> **What you should do**:
Collect from the data below each line with "ground".

> **Extracted material**:
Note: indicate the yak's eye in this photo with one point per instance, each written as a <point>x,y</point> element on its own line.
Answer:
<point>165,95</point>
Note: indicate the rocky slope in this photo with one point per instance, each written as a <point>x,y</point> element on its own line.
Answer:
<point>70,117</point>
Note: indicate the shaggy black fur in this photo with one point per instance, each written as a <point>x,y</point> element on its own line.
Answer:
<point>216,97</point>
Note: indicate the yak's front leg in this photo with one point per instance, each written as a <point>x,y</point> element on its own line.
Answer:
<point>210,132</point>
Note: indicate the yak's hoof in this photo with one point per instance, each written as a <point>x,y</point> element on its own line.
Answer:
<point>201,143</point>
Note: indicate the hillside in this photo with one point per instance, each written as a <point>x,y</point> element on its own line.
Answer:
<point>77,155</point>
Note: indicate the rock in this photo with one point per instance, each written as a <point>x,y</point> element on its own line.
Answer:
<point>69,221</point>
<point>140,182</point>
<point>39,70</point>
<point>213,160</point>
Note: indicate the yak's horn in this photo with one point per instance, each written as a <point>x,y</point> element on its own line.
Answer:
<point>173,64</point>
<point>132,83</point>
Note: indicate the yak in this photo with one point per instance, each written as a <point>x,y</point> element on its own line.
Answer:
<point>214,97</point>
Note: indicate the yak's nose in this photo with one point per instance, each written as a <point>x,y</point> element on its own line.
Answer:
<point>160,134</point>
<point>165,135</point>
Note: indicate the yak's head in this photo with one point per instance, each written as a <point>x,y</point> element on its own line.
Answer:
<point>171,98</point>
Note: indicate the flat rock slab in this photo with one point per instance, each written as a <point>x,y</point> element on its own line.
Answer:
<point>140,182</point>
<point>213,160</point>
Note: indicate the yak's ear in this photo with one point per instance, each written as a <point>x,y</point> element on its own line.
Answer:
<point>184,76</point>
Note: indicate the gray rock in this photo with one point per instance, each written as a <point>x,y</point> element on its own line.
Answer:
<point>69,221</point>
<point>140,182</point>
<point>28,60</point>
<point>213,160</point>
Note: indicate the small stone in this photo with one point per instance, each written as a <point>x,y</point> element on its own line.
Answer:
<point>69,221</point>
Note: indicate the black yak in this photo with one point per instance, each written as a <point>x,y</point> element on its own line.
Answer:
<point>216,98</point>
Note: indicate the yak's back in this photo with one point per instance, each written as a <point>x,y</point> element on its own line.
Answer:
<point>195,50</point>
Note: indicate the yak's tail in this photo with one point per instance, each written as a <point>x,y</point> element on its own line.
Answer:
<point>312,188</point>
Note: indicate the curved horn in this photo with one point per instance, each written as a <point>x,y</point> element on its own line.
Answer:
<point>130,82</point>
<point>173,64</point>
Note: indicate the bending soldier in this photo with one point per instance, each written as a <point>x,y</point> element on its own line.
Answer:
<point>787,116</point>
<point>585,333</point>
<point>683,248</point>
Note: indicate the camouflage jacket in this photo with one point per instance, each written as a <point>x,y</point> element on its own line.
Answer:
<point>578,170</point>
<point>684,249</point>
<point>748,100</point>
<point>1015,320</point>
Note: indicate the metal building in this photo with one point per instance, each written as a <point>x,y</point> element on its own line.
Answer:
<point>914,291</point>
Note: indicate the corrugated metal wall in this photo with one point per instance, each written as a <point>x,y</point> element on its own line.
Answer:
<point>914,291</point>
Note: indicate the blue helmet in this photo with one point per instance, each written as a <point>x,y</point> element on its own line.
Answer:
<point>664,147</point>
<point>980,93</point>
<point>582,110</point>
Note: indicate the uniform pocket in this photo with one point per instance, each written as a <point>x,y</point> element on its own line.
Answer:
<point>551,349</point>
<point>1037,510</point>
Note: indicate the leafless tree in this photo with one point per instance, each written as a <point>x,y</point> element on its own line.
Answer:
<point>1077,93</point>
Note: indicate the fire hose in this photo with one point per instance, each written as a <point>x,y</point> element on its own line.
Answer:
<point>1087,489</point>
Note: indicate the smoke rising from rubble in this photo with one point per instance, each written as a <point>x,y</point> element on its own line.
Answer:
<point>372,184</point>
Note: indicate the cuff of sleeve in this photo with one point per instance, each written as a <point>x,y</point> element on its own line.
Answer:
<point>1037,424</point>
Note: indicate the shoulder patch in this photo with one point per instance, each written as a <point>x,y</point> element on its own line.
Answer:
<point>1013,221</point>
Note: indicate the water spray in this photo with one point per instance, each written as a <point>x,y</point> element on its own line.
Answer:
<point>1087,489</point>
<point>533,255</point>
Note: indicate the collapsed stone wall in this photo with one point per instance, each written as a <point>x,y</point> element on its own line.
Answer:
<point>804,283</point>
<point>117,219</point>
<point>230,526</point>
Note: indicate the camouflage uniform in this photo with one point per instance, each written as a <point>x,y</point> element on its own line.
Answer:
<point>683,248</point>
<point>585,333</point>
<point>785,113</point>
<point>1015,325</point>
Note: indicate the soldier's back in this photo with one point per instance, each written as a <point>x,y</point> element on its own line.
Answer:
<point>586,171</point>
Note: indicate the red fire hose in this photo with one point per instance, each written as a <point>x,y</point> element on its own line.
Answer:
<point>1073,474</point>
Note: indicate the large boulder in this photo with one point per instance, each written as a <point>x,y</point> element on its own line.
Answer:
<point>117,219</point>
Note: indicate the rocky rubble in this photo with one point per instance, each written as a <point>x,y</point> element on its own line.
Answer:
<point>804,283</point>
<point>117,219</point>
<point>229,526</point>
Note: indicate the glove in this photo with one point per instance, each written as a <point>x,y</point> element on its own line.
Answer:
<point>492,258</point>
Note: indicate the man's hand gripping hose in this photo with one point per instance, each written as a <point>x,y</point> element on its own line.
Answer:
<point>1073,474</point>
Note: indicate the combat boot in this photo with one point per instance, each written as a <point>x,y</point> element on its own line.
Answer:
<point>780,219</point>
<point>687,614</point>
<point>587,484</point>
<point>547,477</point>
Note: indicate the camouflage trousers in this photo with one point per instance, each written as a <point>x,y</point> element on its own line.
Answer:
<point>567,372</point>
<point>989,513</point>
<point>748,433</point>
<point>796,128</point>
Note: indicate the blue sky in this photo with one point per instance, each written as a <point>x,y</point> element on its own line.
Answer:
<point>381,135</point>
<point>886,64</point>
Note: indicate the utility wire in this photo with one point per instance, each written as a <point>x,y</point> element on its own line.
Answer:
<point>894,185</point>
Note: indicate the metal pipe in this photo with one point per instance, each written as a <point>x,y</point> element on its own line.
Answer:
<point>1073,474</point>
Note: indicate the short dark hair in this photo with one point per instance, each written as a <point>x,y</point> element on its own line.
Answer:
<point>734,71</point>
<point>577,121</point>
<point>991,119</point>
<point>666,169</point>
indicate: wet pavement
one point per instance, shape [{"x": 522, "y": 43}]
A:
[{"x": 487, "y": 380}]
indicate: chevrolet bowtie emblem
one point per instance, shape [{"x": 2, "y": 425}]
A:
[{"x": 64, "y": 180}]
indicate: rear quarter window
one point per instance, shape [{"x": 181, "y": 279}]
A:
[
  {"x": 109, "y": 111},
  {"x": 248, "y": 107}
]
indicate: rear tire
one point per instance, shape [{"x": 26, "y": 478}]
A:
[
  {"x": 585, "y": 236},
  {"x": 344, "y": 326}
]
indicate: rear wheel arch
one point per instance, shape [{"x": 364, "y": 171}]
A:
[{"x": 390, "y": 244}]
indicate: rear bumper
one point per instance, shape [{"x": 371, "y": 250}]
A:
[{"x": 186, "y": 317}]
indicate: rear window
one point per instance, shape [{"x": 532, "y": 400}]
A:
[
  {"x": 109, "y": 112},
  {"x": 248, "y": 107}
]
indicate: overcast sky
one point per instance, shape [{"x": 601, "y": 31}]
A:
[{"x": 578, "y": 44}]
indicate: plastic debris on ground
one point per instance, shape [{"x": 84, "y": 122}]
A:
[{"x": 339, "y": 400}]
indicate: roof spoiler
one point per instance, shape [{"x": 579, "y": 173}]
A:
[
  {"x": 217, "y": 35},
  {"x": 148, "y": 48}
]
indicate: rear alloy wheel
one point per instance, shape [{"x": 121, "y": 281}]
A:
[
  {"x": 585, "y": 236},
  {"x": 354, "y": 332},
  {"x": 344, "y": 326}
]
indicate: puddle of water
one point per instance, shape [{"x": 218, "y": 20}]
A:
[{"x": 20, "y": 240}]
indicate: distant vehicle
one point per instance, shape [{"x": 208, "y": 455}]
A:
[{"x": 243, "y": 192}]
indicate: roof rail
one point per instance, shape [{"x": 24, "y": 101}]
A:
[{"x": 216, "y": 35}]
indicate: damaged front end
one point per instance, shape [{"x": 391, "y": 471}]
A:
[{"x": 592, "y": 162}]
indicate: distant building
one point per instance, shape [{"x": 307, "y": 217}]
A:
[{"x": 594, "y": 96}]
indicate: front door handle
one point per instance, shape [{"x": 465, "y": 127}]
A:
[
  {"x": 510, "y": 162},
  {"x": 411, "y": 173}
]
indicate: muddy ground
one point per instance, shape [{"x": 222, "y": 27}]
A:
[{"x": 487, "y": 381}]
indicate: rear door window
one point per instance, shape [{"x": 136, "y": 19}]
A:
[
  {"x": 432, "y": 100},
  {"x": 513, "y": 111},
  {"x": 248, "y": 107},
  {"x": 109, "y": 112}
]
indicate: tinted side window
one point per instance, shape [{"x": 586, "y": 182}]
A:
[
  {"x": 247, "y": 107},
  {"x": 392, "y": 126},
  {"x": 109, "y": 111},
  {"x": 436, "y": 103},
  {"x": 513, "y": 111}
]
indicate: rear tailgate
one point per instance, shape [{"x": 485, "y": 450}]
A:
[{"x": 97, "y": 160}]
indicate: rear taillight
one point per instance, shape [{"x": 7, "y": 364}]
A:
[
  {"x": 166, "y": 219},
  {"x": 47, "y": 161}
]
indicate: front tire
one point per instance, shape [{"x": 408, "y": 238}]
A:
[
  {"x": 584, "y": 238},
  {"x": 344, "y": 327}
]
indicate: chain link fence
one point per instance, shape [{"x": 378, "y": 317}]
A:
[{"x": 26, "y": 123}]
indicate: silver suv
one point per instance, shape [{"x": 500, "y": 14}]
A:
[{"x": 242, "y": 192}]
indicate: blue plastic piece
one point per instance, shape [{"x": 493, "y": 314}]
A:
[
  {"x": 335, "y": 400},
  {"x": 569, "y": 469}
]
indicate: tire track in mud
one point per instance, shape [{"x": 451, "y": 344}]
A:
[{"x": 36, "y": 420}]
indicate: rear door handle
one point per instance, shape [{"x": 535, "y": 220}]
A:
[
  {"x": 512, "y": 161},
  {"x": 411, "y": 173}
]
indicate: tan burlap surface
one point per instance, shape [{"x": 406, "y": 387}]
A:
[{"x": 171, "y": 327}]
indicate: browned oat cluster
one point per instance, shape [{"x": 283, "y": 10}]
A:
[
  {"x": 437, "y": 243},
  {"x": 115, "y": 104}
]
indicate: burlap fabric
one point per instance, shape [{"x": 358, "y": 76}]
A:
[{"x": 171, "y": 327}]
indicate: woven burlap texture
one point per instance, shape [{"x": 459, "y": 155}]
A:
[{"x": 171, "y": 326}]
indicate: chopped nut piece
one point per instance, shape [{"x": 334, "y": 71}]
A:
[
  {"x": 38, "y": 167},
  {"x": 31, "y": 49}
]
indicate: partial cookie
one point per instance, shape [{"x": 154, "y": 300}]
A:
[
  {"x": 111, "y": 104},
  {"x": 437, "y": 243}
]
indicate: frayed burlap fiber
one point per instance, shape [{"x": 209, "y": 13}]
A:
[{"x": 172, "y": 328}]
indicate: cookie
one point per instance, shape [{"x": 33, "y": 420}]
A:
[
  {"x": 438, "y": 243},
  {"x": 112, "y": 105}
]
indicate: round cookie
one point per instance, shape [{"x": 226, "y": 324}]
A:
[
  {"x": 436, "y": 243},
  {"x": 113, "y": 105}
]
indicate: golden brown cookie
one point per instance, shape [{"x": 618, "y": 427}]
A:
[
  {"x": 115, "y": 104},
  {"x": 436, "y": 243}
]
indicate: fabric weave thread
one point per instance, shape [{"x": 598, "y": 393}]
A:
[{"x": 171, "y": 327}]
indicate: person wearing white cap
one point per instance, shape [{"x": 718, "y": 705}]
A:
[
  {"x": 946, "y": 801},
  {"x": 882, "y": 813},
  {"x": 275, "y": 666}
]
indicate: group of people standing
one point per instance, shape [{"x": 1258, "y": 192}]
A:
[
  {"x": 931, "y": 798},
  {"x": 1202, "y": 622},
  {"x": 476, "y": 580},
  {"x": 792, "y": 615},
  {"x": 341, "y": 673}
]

> **Expected output**:
indicate: plastic debris on ground
indicate: muddy ground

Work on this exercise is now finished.